#### Given instruction:
Reproduce the records below with "camera-trap review" replaced by "wildlife-camera review" and every other line unchanged. Omit the pictures from the output.

#### Task material:
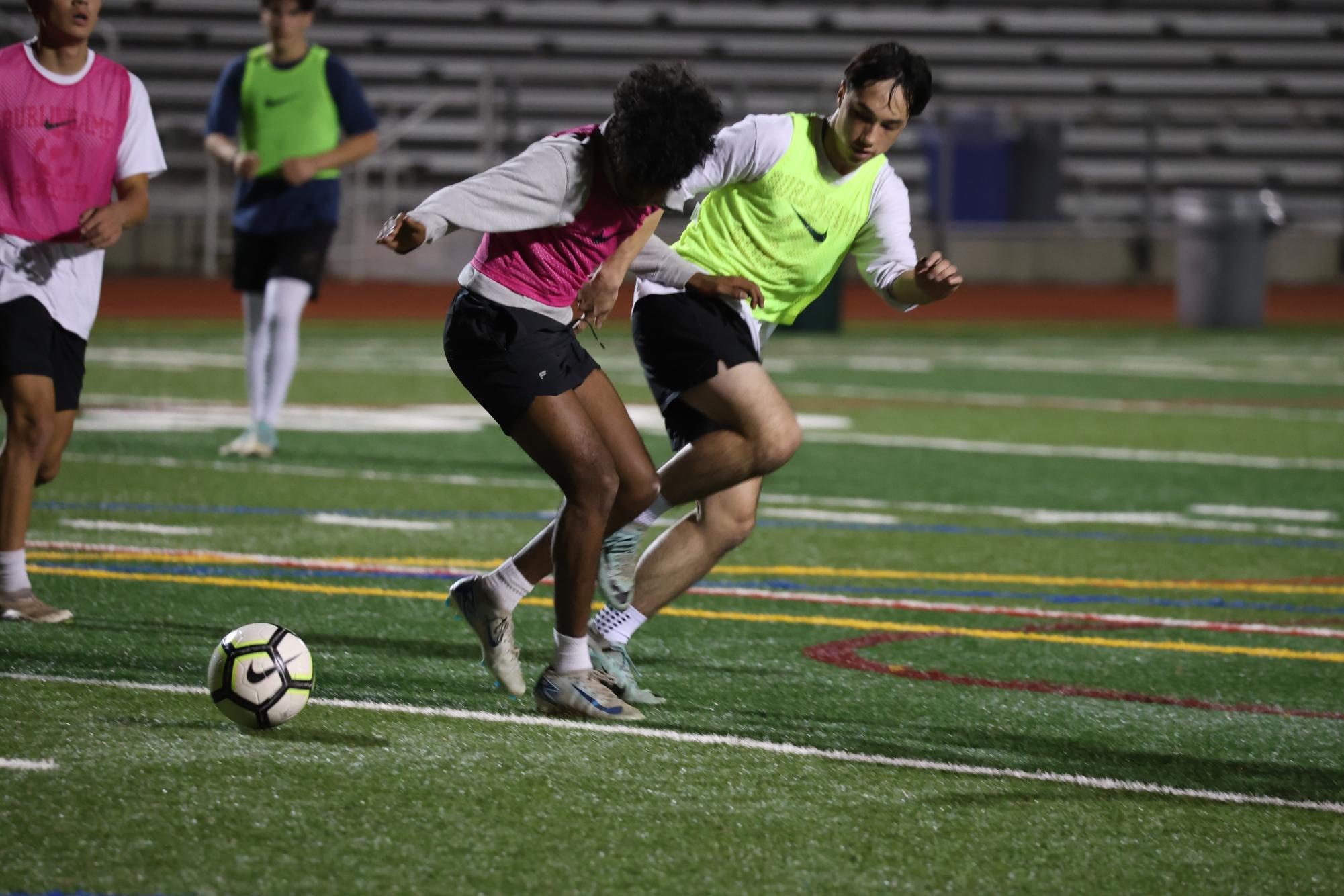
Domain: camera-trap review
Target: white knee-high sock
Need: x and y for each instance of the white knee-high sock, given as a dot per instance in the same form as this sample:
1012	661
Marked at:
14	570
256	350
285	302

#### Problem solution:
Domain: wildlife-camera review
Target: white knee-high sock
Need: x and y for each instance of the white knee-high sock, given as a dot per instance in the same form as this sample:
1012	661
Marked at:
14	570
256	350
285	302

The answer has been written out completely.